Work instructions: Write the listing out again, all of it, word for word.

Information supplied:
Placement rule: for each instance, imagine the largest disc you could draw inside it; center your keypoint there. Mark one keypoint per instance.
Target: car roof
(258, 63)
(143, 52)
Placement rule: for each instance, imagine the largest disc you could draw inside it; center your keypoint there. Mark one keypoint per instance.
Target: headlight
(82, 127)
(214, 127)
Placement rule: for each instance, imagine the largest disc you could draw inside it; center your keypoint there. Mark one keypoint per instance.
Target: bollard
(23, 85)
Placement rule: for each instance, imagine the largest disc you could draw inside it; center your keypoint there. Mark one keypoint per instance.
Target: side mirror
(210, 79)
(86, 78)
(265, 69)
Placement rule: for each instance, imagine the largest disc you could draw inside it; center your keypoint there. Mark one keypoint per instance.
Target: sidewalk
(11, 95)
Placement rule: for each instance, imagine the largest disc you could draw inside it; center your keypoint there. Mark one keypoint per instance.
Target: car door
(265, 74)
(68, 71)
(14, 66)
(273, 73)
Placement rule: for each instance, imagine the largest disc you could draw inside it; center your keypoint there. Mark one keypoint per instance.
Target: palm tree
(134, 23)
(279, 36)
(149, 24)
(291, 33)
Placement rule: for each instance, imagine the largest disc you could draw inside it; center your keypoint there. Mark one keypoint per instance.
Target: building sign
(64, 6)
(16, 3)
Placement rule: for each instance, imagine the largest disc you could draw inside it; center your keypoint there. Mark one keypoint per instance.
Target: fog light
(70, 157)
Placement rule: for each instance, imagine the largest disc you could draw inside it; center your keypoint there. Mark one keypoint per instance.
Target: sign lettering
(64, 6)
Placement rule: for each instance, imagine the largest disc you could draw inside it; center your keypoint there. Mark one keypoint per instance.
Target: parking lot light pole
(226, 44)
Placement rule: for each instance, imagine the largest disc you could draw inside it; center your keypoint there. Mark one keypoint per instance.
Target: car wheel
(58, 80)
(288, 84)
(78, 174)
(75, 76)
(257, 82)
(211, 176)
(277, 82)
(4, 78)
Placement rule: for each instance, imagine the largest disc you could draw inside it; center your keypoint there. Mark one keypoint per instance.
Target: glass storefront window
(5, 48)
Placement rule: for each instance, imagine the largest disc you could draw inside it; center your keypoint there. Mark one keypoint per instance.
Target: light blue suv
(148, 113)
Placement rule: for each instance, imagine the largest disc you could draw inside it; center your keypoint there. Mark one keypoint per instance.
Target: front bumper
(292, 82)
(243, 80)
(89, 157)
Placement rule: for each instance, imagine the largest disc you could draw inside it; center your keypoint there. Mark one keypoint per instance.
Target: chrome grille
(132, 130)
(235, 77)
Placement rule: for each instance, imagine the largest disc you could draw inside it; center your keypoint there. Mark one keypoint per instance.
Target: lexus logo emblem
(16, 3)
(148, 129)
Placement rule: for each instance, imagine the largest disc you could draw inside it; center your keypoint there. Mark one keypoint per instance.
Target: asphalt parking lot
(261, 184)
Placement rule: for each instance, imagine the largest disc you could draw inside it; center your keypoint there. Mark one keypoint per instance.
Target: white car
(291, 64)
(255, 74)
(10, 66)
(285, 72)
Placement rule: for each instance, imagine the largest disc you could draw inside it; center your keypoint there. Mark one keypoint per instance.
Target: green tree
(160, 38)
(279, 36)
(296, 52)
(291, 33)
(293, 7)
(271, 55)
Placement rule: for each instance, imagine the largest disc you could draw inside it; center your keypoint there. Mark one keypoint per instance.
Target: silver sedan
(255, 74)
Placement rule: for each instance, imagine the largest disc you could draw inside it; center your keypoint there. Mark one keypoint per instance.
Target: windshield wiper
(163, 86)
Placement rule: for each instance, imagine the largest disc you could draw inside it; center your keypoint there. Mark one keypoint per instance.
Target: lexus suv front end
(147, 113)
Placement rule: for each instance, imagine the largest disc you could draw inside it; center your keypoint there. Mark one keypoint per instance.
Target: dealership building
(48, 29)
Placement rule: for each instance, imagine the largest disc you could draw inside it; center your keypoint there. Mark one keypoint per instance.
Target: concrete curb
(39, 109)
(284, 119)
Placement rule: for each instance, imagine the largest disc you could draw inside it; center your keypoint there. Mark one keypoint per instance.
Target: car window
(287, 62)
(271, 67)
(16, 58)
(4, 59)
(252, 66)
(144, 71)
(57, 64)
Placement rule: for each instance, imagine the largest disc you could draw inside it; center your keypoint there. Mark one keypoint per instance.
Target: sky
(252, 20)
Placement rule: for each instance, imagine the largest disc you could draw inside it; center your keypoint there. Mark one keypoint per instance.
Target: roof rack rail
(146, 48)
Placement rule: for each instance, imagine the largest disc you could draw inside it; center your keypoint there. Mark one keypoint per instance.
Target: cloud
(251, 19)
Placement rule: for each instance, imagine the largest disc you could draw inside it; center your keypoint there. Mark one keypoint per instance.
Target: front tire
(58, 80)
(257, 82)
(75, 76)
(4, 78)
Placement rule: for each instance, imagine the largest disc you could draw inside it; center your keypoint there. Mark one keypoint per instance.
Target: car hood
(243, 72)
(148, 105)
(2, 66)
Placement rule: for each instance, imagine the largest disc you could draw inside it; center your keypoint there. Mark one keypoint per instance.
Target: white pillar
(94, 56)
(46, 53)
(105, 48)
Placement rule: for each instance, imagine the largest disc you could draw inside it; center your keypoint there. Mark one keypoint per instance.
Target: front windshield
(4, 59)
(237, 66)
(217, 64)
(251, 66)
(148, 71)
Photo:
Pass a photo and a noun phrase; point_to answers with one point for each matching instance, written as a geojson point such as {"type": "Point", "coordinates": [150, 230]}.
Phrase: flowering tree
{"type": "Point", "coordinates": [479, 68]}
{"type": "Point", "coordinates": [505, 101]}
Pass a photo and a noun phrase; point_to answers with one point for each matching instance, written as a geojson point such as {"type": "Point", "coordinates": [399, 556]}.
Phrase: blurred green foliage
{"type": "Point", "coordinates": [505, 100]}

Finished answer:
Placement rule: for each instance, imagine the largest disc you could draw inside it; center your keypoint there. Mark one keypoint per instance.
Target: car roof
(258, 63)
(143, 52)
Placement rule: for each instance, imagine the largest disc you could draw inside it; center your keypoint there. Mark one keypoint per instance.
Target: headlight
(82, 127)
(214, 127)
Placement rule: for each instance, imagine the largest disc you could draw inside it; center your keypoint there. Mark one keypoint per instance.
Target: bollard
(23, 85)
Placement rule: for each instance, imagine the largest disc you could draw inside it; center your keypoint there. Mark one keypoint per instance.
Target: side mirror
(210, 79)
(86, 78)
(265, 69)
Placement rule: for each instance, imagine the largest disc you could draw inside it; center your keypoint there. Mark one keypoint per instance.
Target: sidewalk
(11, 95)
Placement rule: for each instance, imagine the largest disc you could draw inside it; center your keypoint there. Mark one keypoint per instance.
Target: car door
(265, 74)
(68, 71)
(14, 66)
(273, 73)
Placement rule: for each instance, imagine the largest disc you could draw inside it; center your keypoint there. Mark one keypoint per instance.
Target: palm tree
(134, 23)
(279, 36)
(149, 24)
(291, 33)
Placement rule: for each instance, imagine the largest disc you could draw inside it; center your keypoint there. Mark one keypoint per instance.
Target: building sign
(64, 6)
(16, 3)
Placement rule: for each instance, imagine the largest disc you could draw inside it; center your keypoint there. Mark one keypoint per instance.
Target: fog light
(70, 157)
Placement rule: for each instance, imagine the largest disc you could draw inside it; center your keypoint there. Mark one keypoint per instance.
Target: sign lettering
(64, 6)
Placement rule: for each instance, imagine the largest disc you could draw inside it; center your keypoint there. Mark one keypoint per instance.
Target: parking lot light pole
(226, 44)
Placement rule: for each instance, imagine the largest disc you could draw inside it; center your keypoint there. Mark one keypoint per instance.
Target: car wheel
(58, 80)
(288, 84)
(78, 174)
(75, 76)
(257, 82)
(211, 176)
(277, 82)
(4, 78)
Placement rule: for each instance, imagine the largest disc you could draw inside it; center your keypoint there. Mark one keypoint per instance.
Target: glass storefront window
(5, 48)
Placement rule: for each instance, imagine the largest disc you could draw inside it; center your keypoint there. Mark one keypoint per instance.
Target: light blue suv
(148, 113)
Placement rule: for each instance, imagine the largest disc you could draw inside it; center your keypoint there. Mark one keypoint per instance.
Target: front bumper
(292, 82)
(243, 80)
(89, 157)
Placement rule: for each instance, imagine the largest disc you could draw inside it; center your keypoint there. Mark one keypoint per instance.
Target: chrome grille
(132, 130)
(235, 77)
Placement rule: for each instance, imagine the largest disc you could draw inside it; center your keypoint there. Mark one keypoint per instance.
Target: lexus logo emblem
(16, 3)
(148, 129)
Placement rule: for each instance, imagine the largest disc you could draw inside it; center your keypoint there. Mark one keypoint per instance.
Target: asphalt parking lot
(261, 184)
Placement rule: for each instance, imagine the largest disc you could draw inside it; center your keypoint there. Mark one keypoint per instance.
Target: white car
(291, 64)
(255, 74)
(10, 66)
(285, 72)
Placement rule: for each instance, imagine the largest disc you could draw inside it; center your keypoint there. Mark one keypoint per instance.
Target: green tree
(160, 38)
(279, 36)
(296, 52)
(291, 33)
(293, 7)
(271, 55)
Placement rule: for each instance, imagine the largest disc you could draw inside it; center your keypoint there. Mark one keypoint per instance.
Target: silver sedan
(255, 74)
Placement rule: for each instance, imagine the largest disc you could draw inside it; center your keypoint there. Mark one keypoint per instance.
Target: windshield wiper
(163, 86)
Placement rule: for each instance, imagine the largest disc you could draw inside it; center your keypoint there. Mark one keypoint per instance.
Target: lexus suv front end
(147, 113)
Placement rule: for each instance, imagine the largest disc you could draw inside it; center your keypoint there. Mark one keypoint per instance.
Target: dealership building
(48, 29)
Placement rule: for each instance, imagine the largest disc you could draw inside it; center your keypoint there. Mark one keypoint per instance.
Target: concrete curb
(39, 109)
(284, 119)
Placement rule: for each instance, imagine the largest disc you could draw inside it; center your keypoint there. Mark one keypoint per instance.
Target: car window
(287, 62)
(271, 67)
(16, 58)
(4, 59)
(252, 66)
(144, 71)
(57, 64)
Placement rule: for each instance, imagine the largest disc you could draw inside it; center your keypoint there. Mark one keypoint per instance.
Target: sky
(252, 20)
Placement rule: for each instance, imagine the largest disc you could draw inside it; center your keypoint there. Mark one keypoint per instance.
Target: roof rack rail
(146, 48)
Placement rule: for each instance, imagine the largest disc you could draw inside it; center your keypoint there. Mark one keypoint per instance.
Target: cloud
(251, 19)
Placement rule: for each instance, imagine the largest disc you could draw inside it; center your keypoint there. Mark one keypoint per instance.
Target: front tire
(58, 80)
(257, 82)
(75, 76)
(4, 78)
Placement rule: for each instance, imagine the largest disc you could draw inside it; center your keypoint there. Mark one keypoint per instance.
Target: car hood
(243, 72)
(148, 105)
(2, 66)
Placement rule: for each instance, imagine the largest disc you could draw inside it; center your keypoint there. Mark one keypoint per instance.
Target: white pillar
(94, 56)
(46, 53)
(105, 48)
Placement rule: for each instance, imagine the largest disc you could draw inside it; center your keypoint there. Mark one keypoint per instance.
Target: front windshield
(4, 59)
(237, 66)
(217, 64)
(251, 66)
(148, 71)
Photo:
Pass a photo and a noun phrase; point_to answers with one point for each matching instance, written as a geojson point such as {"type": "Point", "coordinates": [150, 230]}.
Phrase: flowering tree
{"type": "Point", "coordinates": [479, 68]}
{"type": "Point", "coordinates": [505, 101]}
Pass a photo and a noun phrase; point_to answers with one point for each matching instance, written as a geojson point such as {"type": "Point", "coordinates": [399, 556]}.
Phrase: blurred green foliage
{"type": "Point", "coordinates": [505, 100]}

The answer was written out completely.